=== Supplied entries ===

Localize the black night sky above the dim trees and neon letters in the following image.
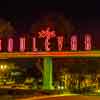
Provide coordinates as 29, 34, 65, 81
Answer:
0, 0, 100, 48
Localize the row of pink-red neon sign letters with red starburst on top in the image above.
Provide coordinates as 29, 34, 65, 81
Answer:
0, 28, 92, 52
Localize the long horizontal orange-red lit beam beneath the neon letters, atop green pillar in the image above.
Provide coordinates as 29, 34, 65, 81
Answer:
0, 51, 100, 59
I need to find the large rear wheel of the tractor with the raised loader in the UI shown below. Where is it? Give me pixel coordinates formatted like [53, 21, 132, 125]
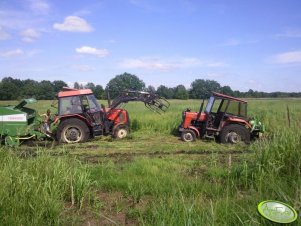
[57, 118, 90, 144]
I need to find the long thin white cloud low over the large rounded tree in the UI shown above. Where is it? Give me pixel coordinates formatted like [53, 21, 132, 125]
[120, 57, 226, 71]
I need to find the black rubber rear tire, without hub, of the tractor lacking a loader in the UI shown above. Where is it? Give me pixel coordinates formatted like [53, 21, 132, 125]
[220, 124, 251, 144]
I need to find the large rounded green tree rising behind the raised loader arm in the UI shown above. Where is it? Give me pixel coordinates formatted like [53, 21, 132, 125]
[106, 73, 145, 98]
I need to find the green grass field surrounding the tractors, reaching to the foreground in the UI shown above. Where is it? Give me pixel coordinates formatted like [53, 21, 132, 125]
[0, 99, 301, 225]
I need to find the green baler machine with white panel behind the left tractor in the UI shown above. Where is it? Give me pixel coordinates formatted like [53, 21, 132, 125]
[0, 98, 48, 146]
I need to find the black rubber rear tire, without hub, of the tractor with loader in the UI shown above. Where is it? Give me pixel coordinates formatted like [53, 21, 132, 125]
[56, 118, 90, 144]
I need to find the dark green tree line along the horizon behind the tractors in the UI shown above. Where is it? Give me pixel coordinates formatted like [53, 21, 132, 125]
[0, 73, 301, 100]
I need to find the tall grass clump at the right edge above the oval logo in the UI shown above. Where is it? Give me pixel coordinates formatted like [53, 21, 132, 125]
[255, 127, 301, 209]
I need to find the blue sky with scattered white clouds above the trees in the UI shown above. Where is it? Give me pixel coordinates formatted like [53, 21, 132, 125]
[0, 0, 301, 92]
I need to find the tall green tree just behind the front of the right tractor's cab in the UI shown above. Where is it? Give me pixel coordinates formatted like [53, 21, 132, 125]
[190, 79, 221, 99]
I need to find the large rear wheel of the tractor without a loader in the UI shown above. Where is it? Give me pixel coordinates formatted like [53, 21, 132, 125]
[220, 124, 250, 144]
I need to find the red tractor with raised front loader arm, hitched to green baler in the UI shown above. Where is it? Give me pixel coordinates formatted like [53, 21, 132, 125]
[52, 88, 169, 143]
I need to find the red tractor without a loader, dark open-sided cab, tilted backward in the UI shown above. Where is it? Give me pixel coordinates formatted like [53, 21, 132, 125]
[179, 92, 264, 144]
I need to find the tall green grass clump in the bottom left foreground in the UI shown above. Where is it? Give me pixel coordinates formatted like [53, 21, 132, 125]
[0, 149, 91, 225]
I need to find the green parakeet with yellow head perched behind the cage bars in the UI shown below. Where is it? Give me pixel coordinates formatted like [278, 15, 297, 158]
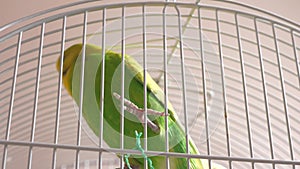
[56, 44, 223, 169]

===

_What to work on_:
Omit all images when repeating the data above exactly.

_Solution for this exercise_:
Localize the black night sky above the dim trees and neon letters in the following image.
Provide coordinates as 29, 34, 65, 81
Answer:
0, 0, 100, 48
Localize the row of pink-red neon sign letters with red starburst on top in the image above.
Provide coordinates as 29, 34, 65, 81
Answer:
0, 28, 92, 52
Localize the long horizontal orange-red lit beam beneath the neon letters, atop green pillar in the image above.
Provide coordinates as 29, 34, 65, 81
Answer:
0, 51, 100, 59
I need to find the large rear wheel of the tractor with the raised loader in the UI shown below. Where is it? Give me pixel coordinates formatted like [53, 21, 132, 125]
[57, 118, 90, 144]
I need to find the long thin white cloud low over the large rounded tree in the UI shown above. Where is it? Give me pixel coordinates formatted like [53, 21, 132, 125]
[120, 57, 226, 71]
I need to find the black rubber rear tire, without hub, of the tractor lacking a loader in the UI shown above. Where is it? Give me pixel coordinates formatted like [53, 21, 132, 125]
[220, 124, 251, 144]
I need to find the large rounded green tree rising behind the raised loader arm in the UI shown above. Where is it? Give me pixel coordinates formatted like [53, 21, 132, 125]
[106, 73, 145, 98]
I need to find the green grass field surrounding the tractors, reaching to the foreground in the UI shown above. Where is it? Give me pixel coordinates formatted like [53, 21, 132, 125]
[0, 99, 301, 225]
I need to find the green baler machine with white panel behind the left tractor in the UI shown above. Where is it? Give me pixel coordinates formatted like [53, 21, 132, 125]
[0, 98, 48, 146]
I need to find the black rubber rear tire, without hub, of the tractor with loader in the UI shown above. Where is it? Give me pixel coordinates formatted like [53, 21, 132, 125]
[56, 118, 90, 144]
I need to find the dark green tree line along the horizon behind the tractors in the UI shown above. Where is it? Give me pixel coordinates formatted like [53, 21, 132, 125]
[0, 73, 301, 100]
I need to find the tall grass clump at the right edge above the oval logo in the UI shown above. Where is it? Give me pixel coordinates formatted like [53, 21, 132, 125]
[255, 127, 301, 209]
I need to find the blue sky with scattered white clouds above the trees in the UI shown above. Where is it? Give me pixel coordinates formatted like [53, 21, 132, 125]
[0, 0, 301, 92]
I need to find the tall green tree just behind the front of the right tractor's cab in the UI shown above. Where is it? Give me pixel coordinates formatted like [53, 21, 132, 125]
[190, 79, 221, 99]
I need to find the large rear wheel of the tractor without a loader in the UI shown above. Where is it? Give me pixel coordinates formatted like [53, 21, 132, 125]
[220, 124, 250, 144]
I need to find the red tractor with raised front loader arm, hitched to green baler in the UI shown above. Where is it? Give me pixel coordinates formatted like [53, 21, 132, 125]
[52, 88, 169, 143]
I need to find the red tractor without a loader, dark open-sided cab, tilted backward in the UI shown above. Where is it? Give me pixel coordinates formatted like [53, 21, 132, 125]
[179, 92, 264, 144]
I need to find the tall green grass clump in the bottom left foreground in the UI shown above. Where is it? Give me pixel coordinates formatted like [53, 21, 132, 125]
[0, 149, 91, 225]
I need to find the green parakeet with yellow head perched behind the cage bars in the UI shown below. Where is it? Give me pixel coordinates formatted like [278, 15, 297, 158]
[56, 44, 223, 169]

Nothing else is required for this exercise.